Text shown:

▼▼▼

This story began 70 years ago with an Austrian musician fleeing the Nazis.

A Polish woman fleeing the Russian soldiers towards the close of World War II.

And their love affair.

Now it has ended with a surprise, $1 million donation to bring more music to the North Country.

For decades Fritz Kramer was a professional piano player in Europe.

Part of a popular group called the Comedy Harmonists.

One of their songs plays here…

But in 1939 Kramer, an Austrian Jew, decided he didn’t like the tune the Nazis were playing.

He fled to the United States.

A few years later he went to Sugar Hill where he stayed at The Homestead, an inn run by Barabara Serafini’s family.

Serafini says her father picked him up from the train station in a snowstorm in 1941.

The next morning the clouds began to clear. Kramer looked around.

“And there were the mountains and he said ‘We are home.’”

Year after year Kramer would stay for the summers at the Homestead and perform nearby.

And, he would become a member of the Serafini family.

“I called him ‘Uncle Fritz.' He gave me Spanish lessons. He took me swimming. I was his little niece and he was my pal.”

And eventually he ran into a young woman named Eleonore who was working in New York and wanted singing lessons.

“Well, of course he fell in love with this beautiful young woman and they were married in 1960.”

It was more than four decades later that Barbara Serafini heard the story of Eleonore’s escape.

As the war was closing and the Russian army was churning towards Germany she was a kindergarten teacher in a small Polish town and she fled, hoping to reach the American lines.

 “An Army soldier gave her two Army blankets and they climbed onto the back of an open truck and she said ‘I believe the blankets saved my life because it was the coldest winter I ever remember.”

Then, when the story was over, Eleonore did something.

“She climbed up a ladder to a high closet and brought down this thing wrapped in cloth and tied with strips of cloth. Opened it up and there are the blankets.”

▲▲▲

What you should do:
How would you continue the story of Fritz Kramer and Eleonore, picking up after its final sentence about the blankets?

Entries shown:

▼▼▼

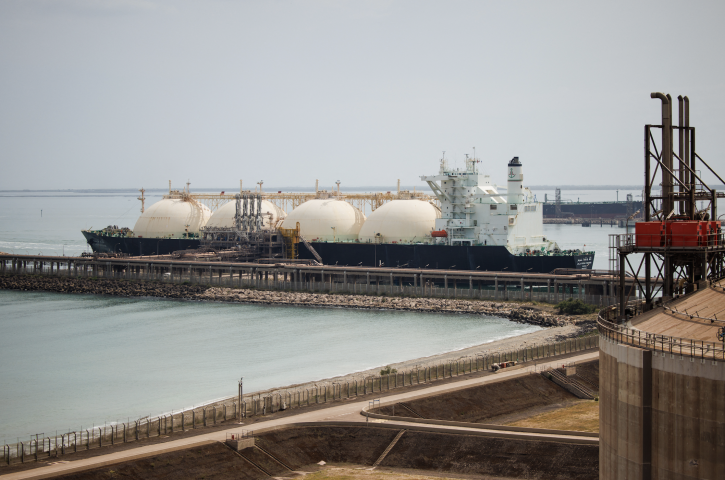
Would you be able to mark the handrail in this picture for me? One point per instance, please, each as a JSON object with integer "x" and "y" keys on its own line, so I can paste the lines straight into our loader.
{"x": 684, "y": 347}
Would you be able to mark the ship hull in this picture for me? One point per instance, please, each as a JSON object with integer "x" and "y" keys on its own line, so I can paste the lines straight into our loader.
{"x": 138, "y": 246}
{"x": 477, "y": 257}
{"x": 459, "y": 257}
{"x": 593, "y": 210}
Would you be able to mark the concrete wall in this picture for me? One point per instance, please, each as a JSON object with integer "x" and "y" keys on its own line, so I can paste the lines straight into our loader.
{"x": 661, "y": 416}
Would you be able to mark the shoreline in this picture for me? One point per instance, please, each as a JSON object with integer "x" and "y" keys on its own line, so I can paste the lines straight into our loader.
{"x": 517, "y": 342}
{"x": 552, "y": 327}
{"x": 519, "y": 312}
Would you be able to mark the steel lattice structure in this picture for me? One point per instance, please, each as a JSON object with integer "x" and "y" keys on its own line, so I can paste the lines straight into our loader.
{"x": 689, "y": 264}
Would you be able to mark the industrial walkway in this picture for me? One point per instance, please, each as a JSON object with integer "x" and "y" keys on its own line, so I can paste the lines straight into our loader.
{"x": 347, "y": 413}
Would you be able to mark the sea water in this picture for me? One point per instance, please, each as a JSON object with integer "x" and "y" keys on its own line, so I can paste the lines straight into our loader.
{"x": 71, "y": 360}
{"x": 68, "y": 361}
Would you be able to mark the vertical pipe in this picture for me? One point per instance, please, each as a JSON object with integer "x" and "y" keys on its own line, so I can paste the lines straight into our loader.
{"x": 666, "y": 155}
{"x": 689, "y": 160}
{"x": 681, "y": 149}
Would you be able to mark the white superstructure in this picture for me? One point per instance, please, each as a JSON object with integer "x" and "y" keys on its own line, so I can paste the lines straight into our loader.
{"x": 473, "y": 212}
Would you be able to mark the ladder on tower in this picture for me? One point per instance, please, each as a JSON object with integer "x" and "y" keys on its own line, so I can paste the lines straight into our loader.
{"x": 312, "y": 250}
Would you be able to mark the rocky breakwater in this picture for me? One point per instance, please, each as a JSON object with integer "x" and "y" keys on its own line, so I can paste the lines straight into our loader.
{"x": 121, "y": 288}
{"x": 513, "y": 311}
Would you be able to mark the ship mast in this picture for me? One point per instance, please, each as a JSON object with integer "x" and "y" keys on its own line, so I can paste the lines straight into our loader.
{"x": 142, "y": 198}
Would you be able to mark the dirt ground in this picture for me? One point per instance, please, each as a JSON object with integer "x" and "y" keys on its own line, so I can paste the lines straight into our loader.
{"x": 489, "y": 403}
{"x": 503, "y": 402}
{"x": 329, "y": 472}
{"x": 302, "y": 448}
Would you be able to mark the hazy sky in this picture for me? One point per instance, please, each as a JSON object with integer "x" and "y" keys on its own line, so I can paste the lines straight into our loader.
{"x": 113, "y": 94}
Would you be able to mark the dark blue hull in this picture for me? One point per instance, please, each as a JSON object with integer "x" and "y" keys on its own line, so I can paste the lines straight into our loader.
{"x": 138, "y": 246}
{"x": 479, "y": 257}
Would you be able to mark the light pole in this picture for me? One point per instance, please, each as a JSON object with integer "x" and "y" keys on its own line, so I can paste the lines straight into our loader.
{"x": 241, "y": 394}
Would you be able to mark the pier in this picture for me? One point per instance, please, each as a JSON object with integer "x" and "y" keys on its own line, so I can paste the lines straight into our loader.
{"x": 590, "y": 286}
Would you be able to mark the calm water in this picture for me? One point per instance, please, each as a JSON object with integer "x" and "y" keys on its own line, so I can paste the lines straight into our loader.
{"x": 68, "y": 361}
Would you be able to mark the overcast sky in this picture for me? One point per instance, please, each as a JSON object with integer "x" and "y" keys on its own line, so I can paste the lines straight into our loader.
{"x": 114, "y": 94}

▲▲▲

Exercise response:
The Kramers settled in New York. Fritz taught at the Manhattan School of Musicuntil his death in 1988. Eleonore died earlier this year.

Sound of a funeral service….

Last month their ashes were buried in the Serafini family plot in Sugar Hill.

That night the North Country Chamber Players- a group of professional musicians -  held a special performance to honor the Kramers.

Sound of music playing...

It was called “From Vienna With Love.”

And it was there that Barbara Serafini announced the Kramers had left an estimated $1 million to the chamber players.

The money can’t be used to replace the normal fundraising, says Ronnie Bauch, who has been with the group since it formed in 1978.

Plus, the principal can’t be touched.

Bauch says whatever is available will be used in several ways.

One is to expand their playing in North Country schools.

Another is to offer scholarships so aspiring professional musicians could come to the North Country and play with the professionals in the chamber players.

 “It is going to be an incredible resource for the organization and for the community.”

But, Bauch says, it there’s also the heavy responsibility of managing the money and making sure it is used well.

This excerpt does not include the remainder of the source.